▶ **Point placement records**
========

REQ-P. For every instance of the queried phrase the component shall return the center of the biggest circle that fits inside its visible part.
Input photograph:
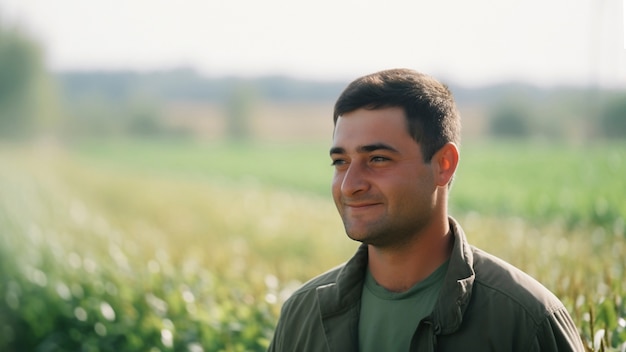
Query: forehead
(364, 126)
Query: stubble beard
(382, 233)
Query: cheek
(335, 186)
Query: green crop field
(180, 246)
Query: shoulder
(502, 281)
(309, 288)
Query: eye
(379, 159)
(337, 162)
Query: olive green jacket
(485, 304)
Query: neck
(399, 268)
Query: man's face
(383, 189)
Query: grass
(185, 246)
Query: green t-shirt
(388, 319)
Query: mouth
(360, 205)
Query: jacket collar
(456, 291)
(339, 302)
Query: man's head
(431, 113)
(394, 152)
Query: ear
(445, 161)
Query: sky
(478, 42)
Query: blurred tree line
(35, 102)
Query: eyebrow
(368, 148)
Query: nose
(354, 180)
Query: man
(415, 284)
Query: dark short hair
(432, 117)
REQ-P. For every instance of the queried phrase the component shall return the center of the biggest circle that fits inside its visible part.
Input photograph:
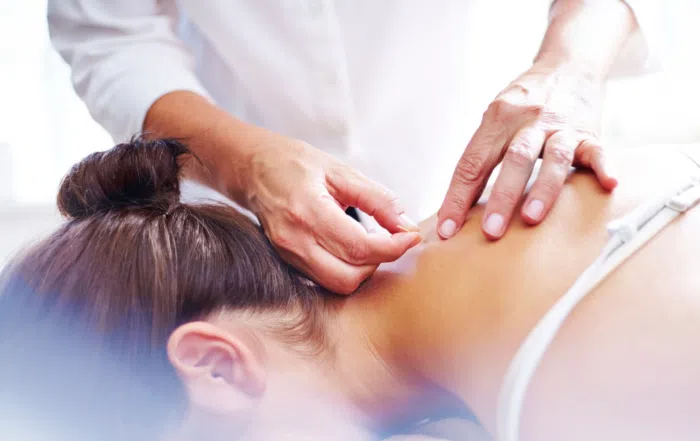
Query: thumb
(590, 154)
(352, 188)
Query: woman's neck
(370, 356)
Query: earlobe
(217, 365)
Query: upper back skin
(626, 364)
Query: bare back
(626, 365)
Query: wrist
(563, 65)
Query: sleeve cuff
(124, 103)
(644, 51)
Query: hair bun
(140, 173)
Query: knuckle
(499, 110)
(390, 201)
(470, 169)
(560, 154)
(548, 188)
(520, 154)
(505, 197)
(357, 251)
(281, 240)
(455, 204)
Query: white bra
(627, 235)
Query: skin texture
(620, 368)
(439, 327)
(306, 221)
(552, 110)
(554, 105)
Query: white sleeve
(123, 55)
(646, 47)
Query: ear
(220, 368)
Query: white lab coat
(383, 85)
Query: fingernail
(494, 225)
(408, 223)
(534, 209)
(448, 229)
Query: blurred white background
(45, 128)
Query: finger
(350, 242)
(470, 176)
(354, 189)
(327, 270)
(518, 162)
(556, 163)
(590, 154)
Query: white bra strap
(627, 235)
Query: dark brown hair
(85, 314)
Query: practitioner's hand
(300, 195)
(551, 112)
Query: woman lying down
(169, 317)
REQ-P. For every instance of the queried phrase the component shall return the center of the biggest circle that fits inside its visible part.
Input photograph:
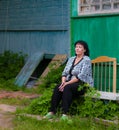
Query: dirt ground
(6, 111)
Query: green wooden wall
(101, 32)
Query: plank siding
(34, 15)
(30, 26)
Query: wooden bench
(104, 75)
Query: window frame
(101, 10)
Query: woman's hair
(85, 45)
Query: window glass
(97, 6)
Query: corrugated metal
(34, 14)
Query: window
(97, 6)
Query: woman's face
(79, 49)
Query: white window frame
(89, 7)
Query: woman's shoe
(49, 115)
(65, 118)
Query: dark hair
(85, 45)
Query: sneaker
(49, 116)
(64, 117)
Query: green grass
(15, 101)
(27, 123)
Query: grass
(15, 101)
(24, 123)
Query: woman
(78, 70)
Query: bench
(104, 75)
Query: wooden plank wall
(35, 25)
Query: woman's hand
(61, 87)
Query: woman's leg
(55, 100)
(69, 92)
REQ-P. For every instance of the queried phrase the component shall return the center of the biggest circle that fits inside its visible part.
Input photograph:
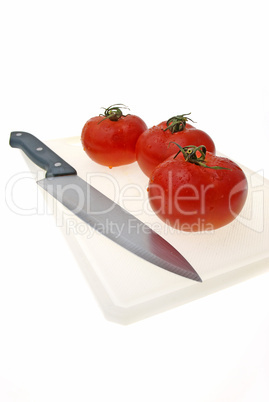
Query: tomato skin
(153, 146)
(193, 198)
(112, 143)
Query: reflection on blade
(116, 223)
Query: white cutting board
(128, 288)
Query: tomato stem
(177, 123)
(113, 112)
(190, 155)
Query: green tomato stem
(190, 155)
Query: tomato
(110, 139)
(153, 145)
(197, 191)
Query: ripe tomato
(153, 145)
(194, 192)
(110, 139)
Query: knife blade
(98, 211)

========

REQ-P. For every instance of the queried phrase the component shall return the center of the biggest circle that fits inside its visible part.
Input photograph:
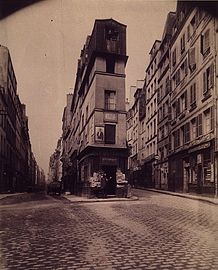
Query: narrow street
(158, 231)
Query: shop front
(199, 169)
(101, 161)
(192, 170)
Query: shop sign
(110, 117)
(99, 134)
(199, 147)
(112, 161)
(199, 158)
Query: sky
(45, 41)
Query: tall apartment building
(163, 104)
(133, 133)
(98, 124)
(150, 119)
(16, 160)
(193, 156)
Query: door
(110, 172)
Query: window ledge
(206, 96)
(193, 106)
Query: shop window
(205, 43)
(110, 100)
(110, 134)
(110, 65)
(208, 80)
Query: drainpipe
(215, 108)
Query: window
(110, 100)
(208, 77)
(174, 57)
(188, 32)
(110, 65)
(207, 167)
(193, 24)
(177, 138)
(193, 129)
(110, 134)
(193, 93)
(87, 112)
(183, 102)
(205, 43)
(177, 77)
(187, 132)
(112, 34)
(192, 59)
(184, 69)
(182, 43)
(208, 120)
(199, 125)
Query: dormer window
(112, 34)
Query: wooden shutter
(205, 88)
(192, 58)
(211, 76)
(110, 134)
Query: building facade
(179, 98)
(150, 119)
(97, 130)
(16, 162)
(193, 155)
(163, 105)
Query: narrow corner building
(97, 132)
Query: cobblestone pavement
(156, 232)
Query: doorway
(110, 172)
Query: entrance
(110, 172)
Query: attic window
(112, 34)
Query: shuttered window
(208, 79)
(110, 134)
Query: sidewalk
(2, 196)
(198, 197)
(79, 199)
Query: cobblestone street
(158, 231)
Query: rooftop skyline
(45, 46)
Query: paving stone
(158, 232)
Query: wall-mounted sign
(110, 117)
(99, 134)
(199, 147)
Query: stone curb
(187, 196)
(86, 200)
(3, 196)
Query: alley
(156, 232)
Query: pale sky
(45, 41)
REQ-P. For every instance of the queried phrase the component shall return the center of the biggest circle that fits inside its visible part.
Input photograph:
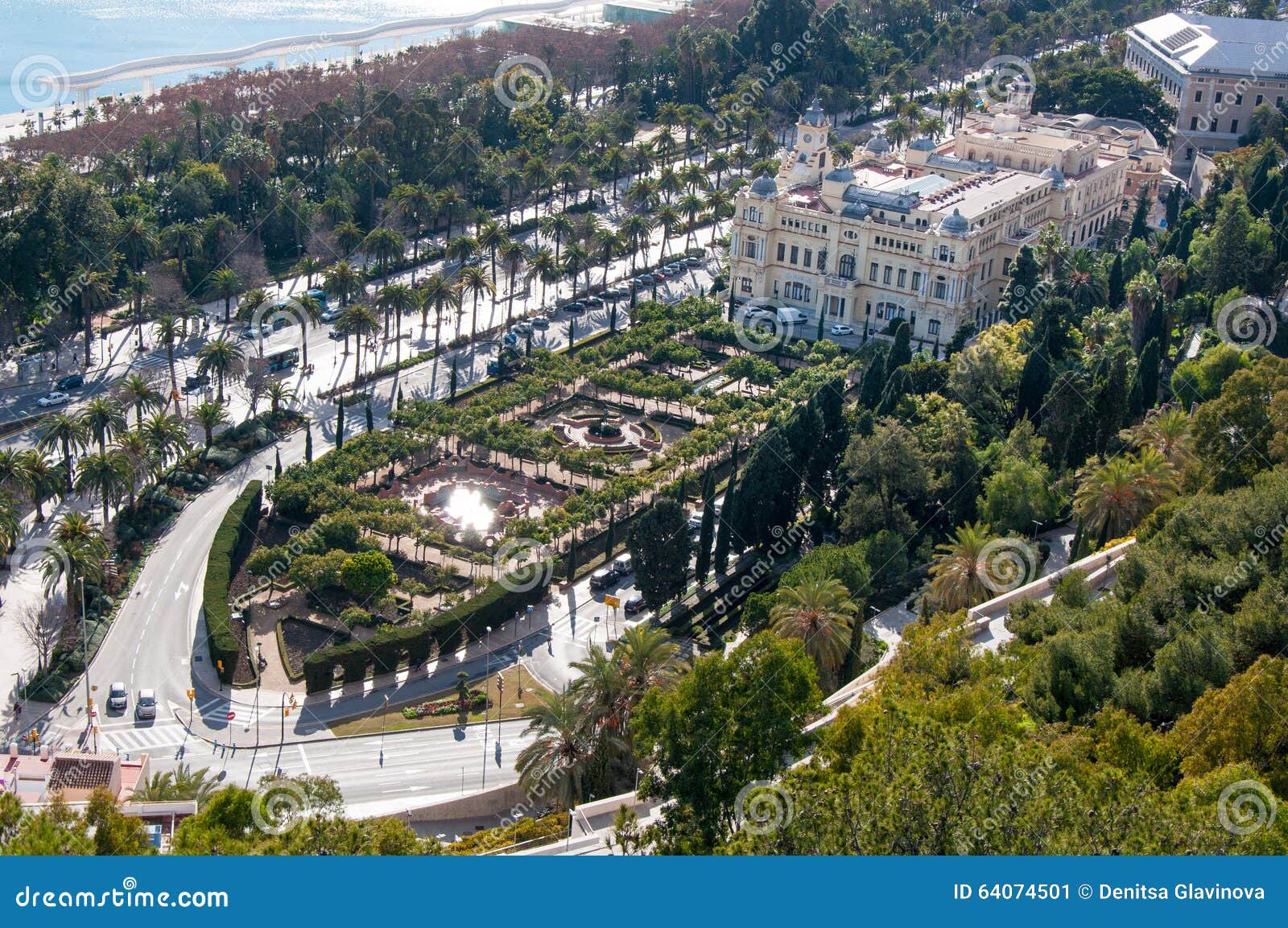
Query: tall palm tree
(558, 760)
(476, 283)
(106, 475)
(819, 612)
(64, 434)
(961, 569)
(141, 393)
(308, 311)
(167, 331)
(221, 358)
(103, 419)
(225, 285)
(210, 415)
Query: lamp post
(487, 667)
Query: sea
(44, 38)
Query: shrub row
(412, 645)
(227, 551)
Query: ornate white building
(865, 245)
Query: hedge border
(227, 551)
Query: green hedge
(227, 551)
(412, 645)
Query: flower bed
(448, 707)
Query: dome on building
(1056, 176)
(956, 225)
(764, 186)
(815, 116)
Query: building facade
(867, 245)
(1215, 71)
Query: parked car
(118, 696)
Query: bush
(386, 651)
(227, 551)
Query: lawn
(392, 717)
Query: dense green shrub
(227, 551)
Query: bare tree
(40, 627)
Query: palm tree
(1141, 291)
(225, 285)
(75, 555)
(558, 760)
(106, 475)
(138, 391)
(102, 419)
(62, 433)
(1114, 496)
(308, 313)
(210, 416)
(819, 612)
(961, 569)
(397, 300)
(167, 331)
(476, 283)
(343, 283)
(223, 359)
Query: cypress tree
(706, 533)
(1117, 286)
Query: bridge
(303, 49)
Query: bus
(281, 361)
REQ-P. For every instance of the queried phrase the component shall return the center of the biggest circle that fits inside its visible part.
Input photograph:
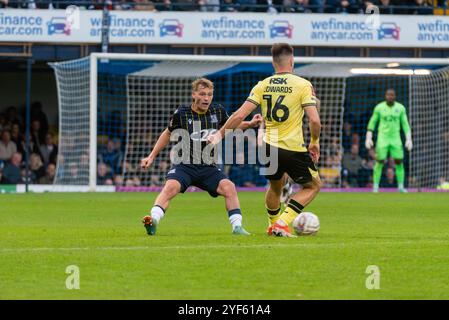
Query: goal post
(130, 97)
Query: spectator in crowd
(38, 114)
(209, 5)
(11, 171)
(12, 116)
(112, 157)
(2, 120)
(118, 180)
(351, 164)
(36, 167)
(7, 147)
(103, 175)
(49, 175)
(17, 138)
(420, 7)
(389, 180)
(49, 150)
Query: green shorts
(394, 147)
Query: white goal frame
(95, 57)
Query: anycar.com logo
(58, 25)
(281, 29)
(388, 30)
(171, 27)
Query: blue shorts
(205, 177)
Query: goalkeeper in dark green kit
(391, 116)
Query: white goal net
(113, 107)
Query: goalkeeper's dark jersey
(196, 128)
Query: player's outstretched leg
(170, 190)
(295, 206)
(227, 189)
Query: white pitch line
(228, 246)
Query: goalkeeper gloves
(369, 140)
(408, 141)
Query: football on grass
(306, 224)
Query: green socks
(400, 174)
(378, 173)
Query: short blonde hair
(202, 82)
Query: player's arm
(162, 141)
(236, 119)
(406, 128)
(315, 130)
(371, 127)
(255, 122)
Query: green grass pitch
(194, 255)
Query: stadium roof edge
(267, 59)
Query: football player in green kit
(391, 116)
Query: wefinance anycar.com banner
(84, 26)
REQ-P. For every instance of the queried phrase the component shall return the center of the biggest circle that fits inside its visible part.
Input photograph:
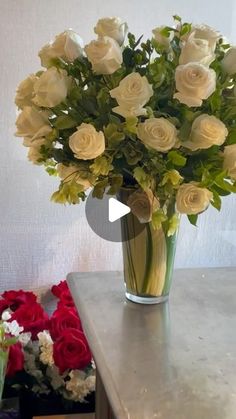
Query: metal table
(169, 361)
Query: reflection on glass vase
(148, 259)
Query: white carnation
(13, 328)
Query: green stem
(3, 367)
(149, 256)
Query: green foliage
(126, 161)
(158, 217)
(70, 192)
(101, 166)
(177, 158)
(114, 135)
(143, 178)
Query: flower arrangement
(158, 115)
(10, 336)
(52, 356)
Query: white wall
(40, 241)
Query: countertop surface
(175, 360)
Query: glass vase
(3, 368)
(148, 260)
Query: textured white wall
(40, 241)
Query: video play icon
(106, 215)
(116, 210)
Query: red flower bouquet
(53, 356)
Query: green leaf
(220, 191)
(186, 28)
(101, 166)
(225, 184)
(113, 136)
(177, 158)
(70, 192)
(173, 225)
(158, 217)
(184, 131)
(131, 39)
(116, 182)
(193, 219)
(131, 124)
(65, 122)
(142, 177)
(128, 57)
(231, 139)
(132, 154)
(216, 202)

========

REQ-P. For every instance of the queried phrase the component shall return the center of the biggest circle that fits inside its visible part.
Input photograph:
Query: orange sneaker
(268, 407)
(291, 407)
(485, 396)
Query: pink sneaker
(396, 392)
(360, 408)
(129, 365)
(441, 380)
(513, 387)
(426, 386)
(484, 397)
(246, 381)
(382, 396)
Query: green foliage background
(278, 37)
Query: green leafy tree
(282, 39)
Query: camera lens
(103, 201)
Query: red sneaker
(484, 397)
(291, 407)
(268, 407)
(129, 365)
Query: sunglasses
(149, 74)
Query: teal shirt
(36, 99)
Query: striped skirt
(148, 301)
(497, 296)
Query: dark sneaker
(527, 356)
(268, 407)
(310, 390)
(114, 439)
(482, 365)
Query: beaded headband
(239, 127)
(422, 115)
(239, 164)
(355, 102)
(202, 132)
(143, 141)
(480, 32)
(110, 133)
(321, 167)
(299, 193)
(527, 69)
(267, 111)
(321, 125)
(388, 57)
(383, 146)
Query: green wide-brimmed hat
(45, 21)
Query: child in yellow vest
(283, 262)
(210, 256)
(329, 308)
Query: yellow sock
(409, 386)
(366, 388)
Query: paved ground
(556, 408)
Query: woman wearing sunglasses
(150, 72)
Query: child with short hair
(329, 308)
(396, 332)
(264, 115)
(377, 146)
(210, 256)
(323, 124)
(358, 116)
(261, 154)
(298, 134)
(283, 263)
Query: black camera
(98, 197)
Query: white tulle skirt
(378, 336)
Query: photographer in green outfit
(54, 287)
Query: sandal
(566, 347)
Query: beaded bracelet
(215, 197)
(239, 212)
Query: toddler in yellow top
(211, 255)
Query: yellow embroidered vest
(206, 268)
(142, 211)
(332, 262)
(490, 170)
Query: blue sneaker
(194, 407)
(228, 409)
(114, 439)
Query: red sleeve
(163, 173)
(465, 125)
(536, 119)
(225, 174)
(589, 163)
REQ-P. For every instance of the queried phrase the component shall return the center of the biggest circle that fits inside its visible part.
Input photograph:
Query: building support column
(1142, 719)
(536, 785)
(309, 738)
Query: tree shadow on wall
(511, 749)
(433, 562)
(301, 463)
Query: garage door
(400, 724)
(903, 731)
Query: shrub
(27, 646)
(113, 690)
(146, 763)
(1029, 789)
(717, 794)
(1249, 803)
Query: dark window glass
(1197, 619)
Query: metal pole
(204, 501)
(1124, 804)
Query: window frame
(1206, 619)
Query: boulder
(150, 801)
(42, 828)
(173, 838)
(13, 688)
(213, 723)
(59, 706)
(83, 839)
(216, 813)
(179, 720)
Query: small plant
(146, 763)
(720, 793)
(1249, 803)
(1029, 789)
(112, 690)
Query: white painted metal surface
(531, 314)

========

▶ **PROBLEM DETAILS**
Count the lines in the records above that contain the string "goalkeeper", matching case exactly. Give only the number.

▶ **REPLY TO THE EXERCISE**
3